____ SOURCE EXCERPT
So far, so close to the truth, but the film veers off into fiction when young newlyweds Fred (Logan Lerman) and Rose (Odessa Young) appear on the scene. Fred, a bushy-tailed PhD graduate, will assist Stanley in his lecturing, while Rose, who is pretty and seemingly straightlaced in spite of her deep fascination for Shirley’s work, will study at the college. Things soon take a disconcerting turn, however, when Stanley cajoles Rose into assuming the role of housekeeper and carer for Shirley, who in turn prompts an unexpected awakening in the repressed young woman as they conspire to unearth the mystery of the missing student. What ensues is a blistering collision of reality and unreality, as Shirley ignites Rose’s fertile imagination and latent desire to rebel, while Rose comes to inspire the “lost girl” at the heart of Shirley’s novel.

The ascendant Australian actress Odessa Young, who was only 20 at the time of filming, is excellent as Rose, pulling the audience with her as she stumbles under Shirley’s spell. “We were so excited when we cast Odessa,” Decker affirms. “We found a Rose that had a lot of fight in her – we liked that freedom, that ferocity. Rose was always going to have a life beyond that first ‘1940s housewife’ version that we meet and Odessa was willing to go to that scarier, more vulnerable place. She was up against these incredible actors and yet she holds the movie; she’s the eyes through which you see the whole film, and she did it so well.”

Young, on her part, was thrilled to work with Decker. “I’d seen Josephine’s previous film Madeline’s Madeline and it was just kind of mind blowing. I was really curious to see how she made it, her process,” she tells AnOther. And what did she discover? “She’s kind of a magic person. Her way of filmmaking is all-encompassing, very spiritual and very esoteric. Watching the film for the first time, I noticed how she and Sturla Brandth Grøvlen, the cinematographer, had captured all of these hidden moments while we were shooting the scenes – like the little subconscious ticks that you have as a person, not even as an actor. It was a beautiful melting pot of all these things from real life and fiction, these elements of performance and of being.”
________
____ INFORMATION SUPPLIED
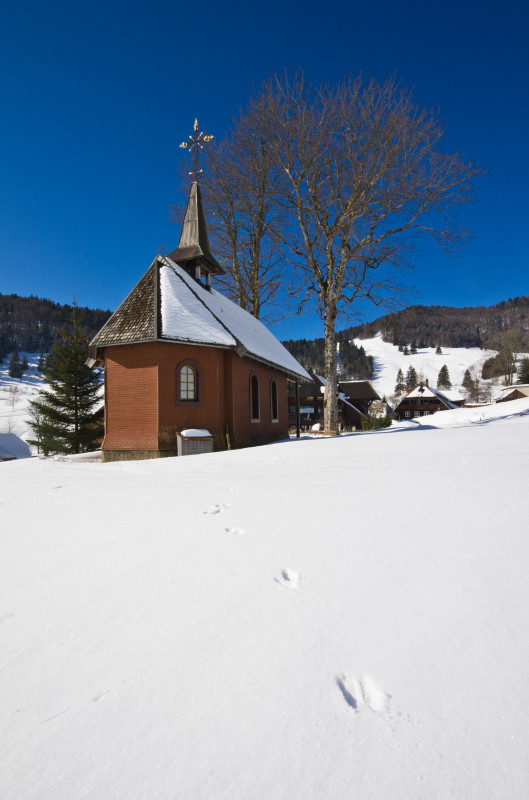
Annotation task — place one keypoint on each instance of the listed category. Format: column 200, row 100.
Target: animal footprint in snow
column 217, row 509
column 235, row 531
column 289, row 579
column 362, row 691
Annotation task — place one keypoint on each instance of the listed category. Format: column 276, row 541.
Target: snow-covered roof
column 429, row 391
column 168, row 304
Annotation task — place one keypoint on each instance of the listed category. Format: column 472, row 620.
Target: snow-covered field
column 388, row 360
column 15, row 394
column 325, row 618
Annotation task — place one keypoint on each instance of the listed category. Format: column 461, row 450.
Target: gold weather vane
column 195, row 144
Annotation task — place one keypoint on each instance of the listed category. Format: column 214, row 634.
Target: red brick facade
column 143, row 411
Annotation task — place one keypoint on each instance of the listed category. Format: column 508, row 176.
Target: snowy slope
column 388, row 360
column 331, row 618
column 15, row 395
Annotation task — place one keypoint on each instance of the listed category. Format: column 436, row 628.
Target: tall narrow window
column 254, row 398
column 188, row 383
column 273, row 401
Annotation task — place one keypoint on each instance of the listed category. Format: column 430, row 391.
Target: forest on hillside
column 445, row 326
column 33, row 324
column 353, row 363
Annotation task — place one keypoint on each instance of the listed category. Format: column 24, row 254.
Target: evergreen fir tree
column 400, row 385
column 15, row 366
column 412, row 380
column 468, row 383
column 63, row 416
column 443, row 379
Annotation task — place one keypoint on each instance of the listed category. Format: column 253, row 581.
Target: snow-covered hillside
column 15, row 395
column 388, row 360
column 325, row 618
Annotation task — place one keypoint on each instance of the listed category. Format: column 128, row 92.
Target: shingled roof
column 169, row 305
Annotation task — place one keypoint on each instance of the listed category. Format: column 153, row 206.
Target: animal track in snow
column 60, row 714
column 217, row 509
column 99, row 697
column 362, row 691
column 289, row 579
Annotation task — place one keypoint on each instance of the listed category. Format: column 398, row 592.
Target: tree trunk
column 330, row 402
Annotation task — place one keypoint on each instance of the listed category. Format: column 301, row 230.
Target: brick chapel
column 177, row 355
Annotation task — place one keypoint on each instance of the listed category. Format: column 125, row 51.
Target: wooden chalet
column 354, row 401
column 517, row 392
column 179, row 355
column 424, row 400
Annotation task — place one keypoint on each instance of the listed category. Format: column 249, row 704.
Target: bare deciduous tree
column 342, row 179
column 359, row 176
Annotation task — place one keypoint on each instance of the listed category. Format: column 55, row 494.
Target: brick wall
column 243, row 431
column 131, row 397
column 143, row 412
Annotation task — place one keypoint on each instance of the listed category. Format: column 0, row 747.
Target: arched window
column 254, row 398
column 187, row 383
column 273, row 401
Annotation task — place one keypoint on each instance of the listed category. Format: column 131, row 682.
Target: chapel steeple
column 193, row 252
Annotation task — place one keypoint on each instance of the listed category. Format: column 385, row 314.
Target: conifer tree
column 400, row 385
column 443, row 379
column 15, row 366
column 65, row 417
column 468, row 383
column 412, row 380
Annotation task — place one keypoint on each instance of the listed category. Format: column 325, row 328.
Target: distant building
column 520, row 390
column 354, row 402
column 425, row 400
column 178, row 355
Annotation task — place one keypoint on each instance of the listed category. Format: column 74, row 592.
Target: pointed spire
column 193, row 245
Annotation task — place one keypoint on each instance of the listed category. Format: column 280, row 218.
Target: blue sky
column 96, row 97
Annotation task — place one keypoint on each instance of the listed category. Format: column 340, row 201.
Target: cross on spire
column 195, row 144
________
REQUEST - Please condense the paragraph of the film review excerpt above that begins "The ascendant Australian actress Odessa Young" into a short bulleted list that keeps its main facts.

RESULT OF THE TASK -
- Odessa Young, a rising Australian actress who was 20 during filming, is excellent as Rose and draws the audience along as Rose falls under Shirley's spell.
- Decker says they were excited to cast her because they found a Rose with fight, freedom and ferocity.
- Rose was always meant to grow beyond the "1940s housewife" first seen, and Young was willing to go to a scarier, more vulnerable place.
- Decker says that Young holds the movie despite facing incredible actors, serving as the eyes through which the whole film is seen.